━━ PROVIDED PASSAGE ━━

Agreement to acquire 100% of Stonebridge Homes

Boot(Henry) PLC
19 December 2024
 

19 December 2024

 

Agreement to acquire 100% of Stonebridge Homes

 

Outstanding 50% stake to be acquired from JV partner in a three tranche structure over five years

 

Henry Boot (or the "group") announces that it is to take full ownership of premium regional housebuilder Stonebridge Homes Group Ltd ("Stonebridge") having exchanged contracts to acquire the 50% share it does not own from its JV partner (the "Transaction"). The Transaction allows Henry Boot to ultimately own 100% of a high growth business.

 

The Transaction is structured to complete in three tranches over the next five years with the total purchase price linked to the performance of Stonebridge over this period and is in line with the group's strategy to focus on high quality land, prime property development and premium homes.

 

Tim Roberts, Chief Executive Officer, Henry Boot, commented: "This transaction represents an important strategic milestone for Henry Boot, allowing us to acquire full ownership of a high growth builder of premium residential homes that we already know well through our existing 50% share in the business. The acquisition of Stonebridge also further cements our position in the U.K. house-building sector, a market which currently benefits from a number of supportive structural and political tailwinds, while at the same time simplifies Henry Boot's structure. The consideration is performance linked, and the phased structure is designed to generate strong returns whilst maintaining gearing within our optimum range of 10-20%. All of this gives us confidence that this transaction will help drive enhanced shareholder value over the medium term and will be a significant part of our plans for growth."

━━━

### STATED TASK A
List the rows as a numbered list, with blank lines left out, from the row containing "Find the man's" down to the row containing "Return every instance of the man's", both included.

━━ RECORDED INFORMATION ━━

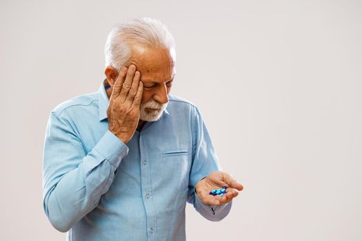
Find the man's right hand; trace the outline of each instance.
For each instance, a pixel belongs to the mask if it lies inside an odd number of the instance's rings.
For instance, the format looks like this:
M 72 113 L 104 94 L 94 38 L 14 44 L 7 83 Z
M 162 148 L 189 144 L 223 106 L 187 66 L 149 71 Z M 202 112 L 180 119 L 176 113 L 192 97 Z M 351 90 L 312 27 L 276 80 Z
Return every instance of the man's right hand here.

━━━
━━ RECORDED INFORMATION ━━

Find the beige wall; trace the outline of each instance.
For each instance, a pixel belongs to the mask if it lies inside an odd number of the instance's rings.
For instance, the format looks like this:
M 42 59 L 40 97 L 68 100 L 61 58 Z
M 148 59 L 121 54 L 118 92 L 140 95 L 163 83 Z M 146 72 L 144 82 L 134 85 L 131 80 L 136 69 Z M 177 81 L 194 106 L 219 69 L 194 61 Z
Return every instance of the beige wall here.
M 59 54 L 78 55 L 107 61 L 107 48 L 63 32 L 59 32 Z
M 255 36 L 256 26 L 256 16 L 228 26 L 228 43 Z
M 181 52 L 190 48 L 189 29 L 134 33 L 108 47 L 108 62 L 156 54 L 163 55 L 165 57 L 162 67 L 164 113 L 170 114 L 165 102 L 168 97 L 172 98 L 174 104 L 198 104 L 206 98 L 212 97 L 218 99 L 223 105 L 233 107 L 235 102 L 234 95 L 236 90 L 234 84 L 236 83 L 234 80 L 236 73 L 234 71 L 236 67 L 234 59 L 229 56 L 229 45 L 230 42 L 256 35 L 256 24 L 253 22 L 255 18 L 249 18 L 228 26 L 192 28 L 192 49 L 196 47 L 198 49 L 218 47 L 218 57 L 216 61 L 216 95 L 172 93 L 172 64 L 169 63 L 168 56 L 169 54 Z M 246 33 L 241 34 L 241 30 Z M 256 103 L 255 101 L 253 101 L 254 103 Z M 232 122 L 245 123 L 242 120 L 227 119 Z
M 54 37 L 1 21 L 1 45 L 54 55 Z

━━━

### STATED TASK B
In two sentences, summarize the announcement of Henry Boot's acquisition of Stonebridge Homes.

### TASK SOLUTION A
1. Find the man's right hand; trace the outline of each instance.
2. For each instance, a pixel belongs to the mask if it lies inside an odd number of the instance's rings.
3. For instance, the format looks like this:
4. M 72 113 L 104 94 L 94 38 L 14 44 L 7 83 Z
5. M 162 148 L 189 144 L 223 106 L 187 66 L 149 71 Z M 202 112 L 180 119 L 176 113 L 192 97 Z M 351 90 L 312 27 L 276 80 Z
6. Return every instance of the man's right hand here.

### TASK SOLUTION B
Henry Boot has exchanged contracts to acquire from its JV partner the 50% share of premium regional housebuilder Stonebridge Homes that it does not already own, which will give it full ownership of a high growth business. The Transaction will complete in three tranches over the next five years, with the total purchase price linked to Stonebridge's performance over that period, and it fits the group's strategy of focusing on high quality land, prime property development and premium homes.